[Pointing records]
________

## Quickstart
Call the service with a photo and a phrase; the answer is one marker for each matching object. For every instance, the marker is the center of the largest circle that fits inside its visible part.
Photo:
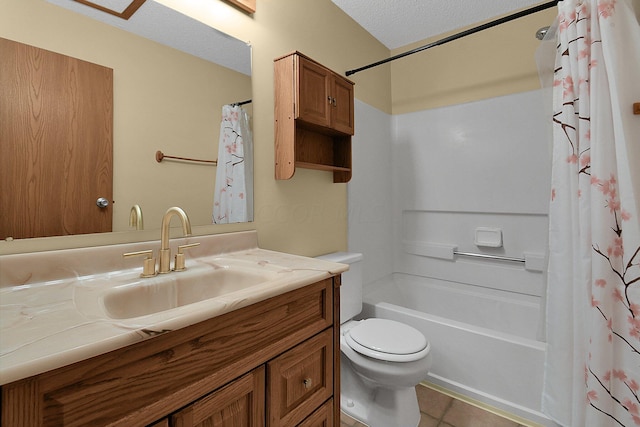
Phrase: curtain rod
(465, 33)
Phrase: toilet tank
(351, 288)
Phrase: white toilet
(381, 360)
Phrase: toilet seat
(387, 340)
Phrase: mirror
(171, 77)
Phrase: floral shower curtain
(233, 195)
(592, 368)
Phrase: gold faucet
(135, 217)
(165, 251)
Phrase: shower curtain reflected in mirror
(592, 369)
(233, 195)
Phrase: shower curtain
(592, 367)
(233, 194)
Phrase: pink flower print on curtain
(592, 367)
(233, 194)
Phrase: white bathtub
(484, 341)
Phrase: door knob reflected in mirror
(102, 202)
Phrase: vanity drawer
(300, 380)
(323, 417)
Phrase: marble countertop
(52, 310)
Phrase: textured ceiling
(397, 23)
(171, 28)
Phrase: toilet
(381, 360)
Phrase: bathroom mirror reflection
(169, 89)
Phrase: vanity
(85, 341)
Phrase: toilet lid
(389, 340)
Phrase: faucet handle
(149, 263)
(179, 259)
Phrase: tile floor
(440, 410)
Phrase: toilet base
(375, 406)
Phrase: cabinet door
(300, 380)
(342, 110)
(238, 404)
(313, 98)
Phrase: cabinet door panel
(239, 404)
(300, 380)
(342, 91)
(313, 104)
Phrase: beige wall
(163, 100)
(305, 215)
(308, 214)
(494, 62)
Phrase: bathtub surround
(445, 170)
(592, 365)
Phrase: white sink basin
(164, 292)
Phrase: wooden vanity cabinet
(314, 118)
(274, 363)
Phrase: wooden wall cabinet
(314, 118)
(275, 363)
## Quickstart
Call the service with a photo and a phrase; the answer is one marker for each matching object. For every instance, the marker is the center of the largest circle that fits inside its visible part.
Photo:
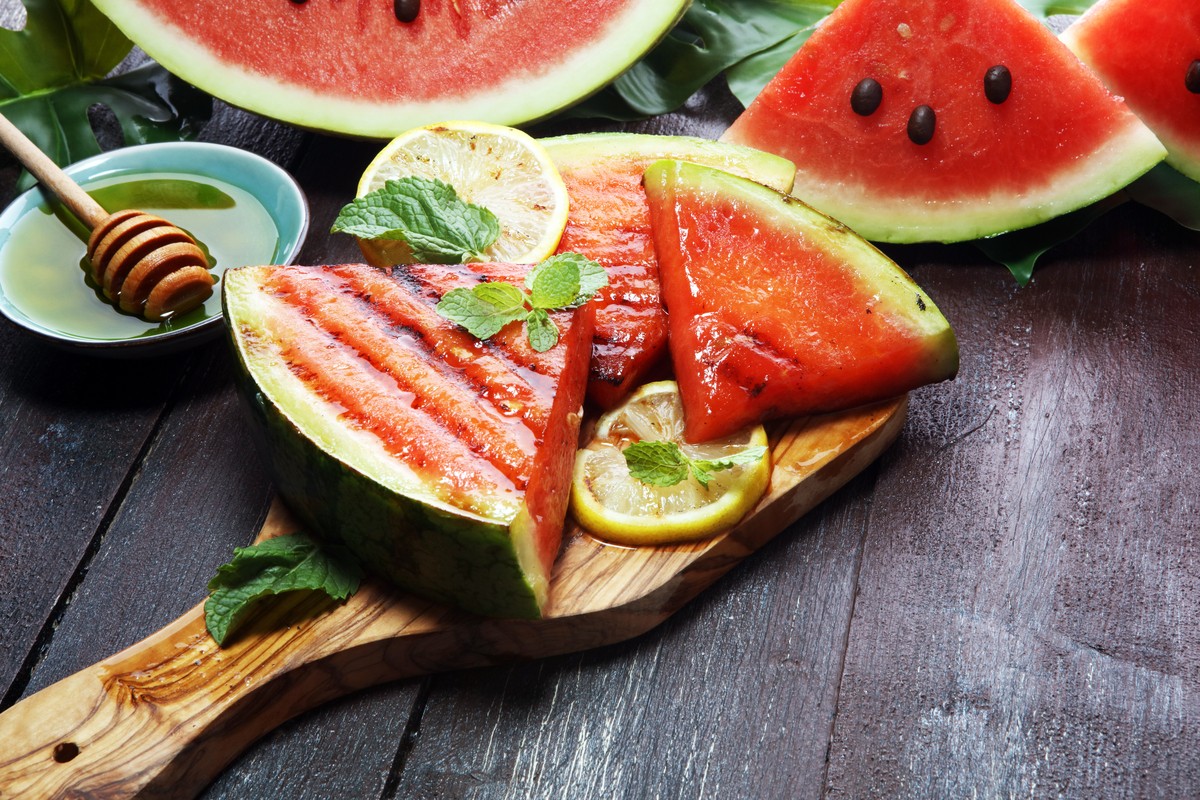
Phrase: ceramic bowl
(59, 305)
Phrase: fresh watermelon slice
(610, 223)
(1145, 52)
(1056, 142)
(442, 461)
(357, 68)
(778, 311)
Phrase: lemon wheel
(499, 168)
(610, 503)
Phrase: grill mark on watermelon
(507, 384)
(373, 404)
(437, 390)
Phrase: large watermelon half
(610, 223)
(778, 311)
(354, 67)
(897, 130)
(442, 461)
(1149, 52)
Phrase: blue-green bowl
(66, 310)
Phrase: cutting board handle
(165, 716)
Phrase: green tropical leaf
(53, 71)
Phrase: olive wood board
(165, 716)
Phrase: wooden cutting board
(165, 716)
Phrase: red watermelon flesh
(1143, 50)
(438, 456)
(1059, 142)
(610, 223)
(778, 311)
(354, 67)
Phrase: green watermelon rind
(895, 293)
(340, 489)
(1182, 155)
(1126, 156)
(583, 151)
(519, 101)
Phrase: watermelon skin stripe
(1060, 142)
(351, 67)
(1141, 50)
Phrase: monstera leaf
(53, 71)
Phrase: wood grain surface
(165, 716)
(1005, 605)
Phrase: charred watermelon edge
(484, 565)
(517, 102)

________

__Problem requirements__
Revise the items from the line with "Phrase: wood grain surface" through the end of the items, replacing "charred" with "grilled" and leaving everything else unchanged.

__Task output__
Phrase: wood grain surface
(165, 716)
(1005, 605)
Phrase: grilled watermelon edge
(484, 565)
(517, 102)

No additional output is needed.